→ Direction:
From the line with "tag the ceiling" to the final line of the records, reproduce every line exactly and only those lines.

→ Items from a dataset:
--- start ---

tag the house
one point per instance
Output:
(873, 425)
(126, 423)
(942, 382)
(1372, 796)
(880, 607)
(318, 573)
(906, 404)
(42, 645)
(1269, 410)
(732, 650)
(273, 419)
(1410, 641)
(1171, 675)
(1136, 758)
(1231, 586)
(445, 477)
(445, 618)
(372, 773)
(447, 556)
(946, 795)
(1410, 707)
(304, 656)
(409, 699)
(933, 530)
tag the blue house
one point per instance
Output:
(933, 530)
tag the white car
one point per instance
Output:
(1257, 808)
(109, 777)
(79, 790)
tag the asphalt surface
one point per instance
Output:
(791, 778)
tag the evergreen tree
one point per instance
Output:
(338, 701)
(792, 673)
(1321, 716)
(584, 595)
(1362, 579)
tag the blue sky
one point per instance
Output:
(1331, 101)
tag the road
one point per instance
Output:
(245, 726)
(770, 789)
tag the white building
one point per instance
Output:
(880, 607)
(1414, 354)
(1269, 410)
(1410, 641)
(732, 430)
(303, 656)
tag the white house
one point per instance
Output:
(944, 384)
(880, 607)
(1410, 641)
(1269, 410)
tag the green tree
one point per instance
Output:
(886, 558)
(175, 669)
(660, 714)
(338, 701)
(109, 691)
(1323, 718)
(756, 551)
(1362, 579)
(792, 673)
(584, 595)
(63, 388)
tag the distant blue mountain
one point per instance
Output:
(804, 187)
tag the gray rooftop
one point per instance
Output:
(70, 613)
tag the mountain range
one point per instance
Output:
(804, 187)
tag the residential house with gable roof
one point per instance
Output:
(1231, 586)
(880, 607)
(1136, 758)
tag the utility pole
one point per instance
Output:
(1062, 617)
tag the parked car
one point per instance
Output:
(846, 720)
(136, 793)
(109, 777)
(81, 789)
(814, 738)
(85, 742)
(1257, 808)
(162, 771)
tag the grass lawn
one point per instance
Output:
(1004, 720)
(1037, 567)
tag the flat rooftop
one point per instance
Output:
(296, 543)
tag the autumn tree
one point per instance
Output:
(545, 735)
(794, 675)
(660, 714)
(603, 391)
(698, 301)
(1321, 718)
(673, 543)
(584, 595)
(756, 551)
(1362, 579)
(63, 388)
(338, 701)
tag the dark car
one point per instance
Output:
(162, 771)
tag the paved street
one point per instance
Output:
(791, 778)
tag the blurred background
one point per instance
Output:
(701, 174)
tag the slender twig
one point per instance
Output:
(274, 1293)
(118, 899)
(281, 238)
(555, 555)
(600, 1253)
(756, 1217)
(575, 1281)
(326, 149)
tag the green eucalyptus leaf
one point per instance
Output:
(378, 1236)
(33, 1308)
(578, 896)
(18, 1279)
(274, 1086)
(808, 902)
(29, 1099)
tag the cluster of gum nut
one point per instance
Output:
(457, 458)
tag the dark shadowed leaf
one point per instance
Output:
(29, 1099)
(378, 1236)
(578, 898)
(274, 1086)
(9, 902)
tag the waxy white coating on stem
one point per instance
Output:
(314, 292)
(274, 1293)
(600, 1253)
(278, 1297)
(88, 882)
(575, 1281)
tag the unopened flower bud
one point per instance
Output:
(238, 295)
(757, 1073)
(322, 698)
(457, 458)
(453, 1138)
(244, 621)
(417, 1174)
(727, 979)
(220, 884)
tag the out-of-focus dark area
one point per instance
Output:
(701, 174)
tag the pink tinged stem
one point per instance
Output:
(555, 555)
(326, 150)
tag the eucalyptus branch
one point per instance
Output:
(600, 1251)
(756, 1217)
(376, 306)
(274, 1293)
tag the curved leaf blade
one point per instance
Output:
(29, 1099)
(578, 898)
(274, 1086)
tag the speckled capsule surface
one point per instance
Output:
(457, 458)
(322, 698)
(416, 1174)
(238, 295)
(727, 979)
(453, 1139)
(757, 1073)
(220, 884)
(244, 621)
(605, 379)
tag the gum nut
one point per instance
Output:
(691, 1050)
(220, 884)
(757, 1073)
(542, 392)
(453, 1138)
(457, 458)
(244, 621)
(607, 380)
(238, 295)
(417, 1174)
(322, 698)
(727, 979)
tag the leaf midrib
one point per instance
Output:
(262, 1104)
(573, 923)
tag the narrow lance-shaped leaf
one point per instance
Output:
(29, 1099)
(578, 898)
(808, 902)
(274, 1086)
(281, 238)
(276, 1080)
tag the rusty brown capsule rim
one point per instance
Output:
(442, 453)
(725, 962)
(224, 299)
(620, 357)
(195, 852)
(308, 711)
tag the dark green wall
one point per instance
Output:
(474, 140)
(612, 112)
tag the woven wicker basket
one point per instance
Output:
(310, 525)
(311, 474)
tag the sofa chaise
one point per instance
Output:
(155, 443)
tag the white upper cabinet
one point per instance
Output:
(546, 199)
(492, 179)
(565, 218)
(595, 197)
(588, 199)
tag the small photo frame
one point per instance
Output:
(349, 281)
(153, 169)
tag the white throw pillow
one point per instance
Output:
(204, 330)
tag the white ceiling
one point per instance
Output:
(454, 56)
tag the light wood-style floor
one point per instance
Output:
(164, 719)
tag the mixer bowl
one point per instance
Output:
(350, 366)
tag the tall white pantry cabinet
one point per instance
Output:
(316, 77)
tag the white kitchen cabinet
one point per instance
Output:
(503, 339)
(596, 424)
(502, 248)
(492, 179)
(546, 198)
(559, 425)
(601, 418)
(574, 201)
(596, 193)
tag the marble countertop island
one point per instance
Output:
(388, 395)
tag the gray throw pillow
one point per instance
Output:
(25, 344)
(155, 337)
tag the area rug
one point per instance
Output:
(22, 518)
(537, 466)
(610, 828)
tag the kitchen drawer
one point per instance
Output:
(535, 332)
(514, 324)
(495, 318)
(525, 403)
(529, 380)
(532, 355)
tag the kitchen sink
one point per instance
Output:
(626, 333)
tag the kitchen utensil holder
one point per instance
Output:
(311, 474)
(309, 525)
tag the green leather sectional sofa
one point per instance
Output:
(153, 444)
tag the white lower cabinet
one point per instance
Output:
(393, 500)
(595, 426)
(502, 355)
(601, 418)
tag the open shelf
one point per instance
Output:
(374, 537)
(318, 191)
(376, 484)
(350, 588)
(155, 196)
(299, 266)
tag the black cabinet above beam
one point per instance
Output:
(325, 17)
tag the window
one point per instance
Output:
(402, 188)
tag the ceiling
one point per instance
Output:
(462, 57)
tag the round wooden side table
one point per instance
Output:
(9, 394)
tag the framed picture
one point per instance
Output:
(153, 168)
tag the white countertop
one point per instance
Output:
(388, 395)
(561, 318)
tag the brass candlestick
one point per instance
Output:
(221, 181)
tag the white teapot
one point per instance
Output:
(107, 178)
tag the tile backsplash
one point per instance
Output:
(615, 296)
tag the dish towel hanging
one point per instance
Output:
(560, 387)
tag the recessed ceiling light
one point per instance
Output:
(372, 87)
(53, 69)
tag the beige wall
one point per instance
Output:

--- end ---

→ Solution for this task:
tag the ceiling
one point per instance
Output:
(462, 57)
tag the round wooden side table
one point per instance
Output:
(9, 394)
tag the framed picture
one point per instance
Output:
(153, 168)
tag the white countertop
one point per instance
Output:
(388, 395)
(561, 318)
tag the brass candlestick
one point per instance
Output:
(221, 181)
tag the white teapot
one point per instance
Output:
(107, 178)
tag the tile backsplash
one point per instance
Output:
(615, 296)
tag the dish towel hanging
one point per instance
Output:
(560, 387)
tag the recessed ceiling light
one point per instance
Output:
(372, 87)
(53, 69)
tag the beige wall
one point per instance
Output:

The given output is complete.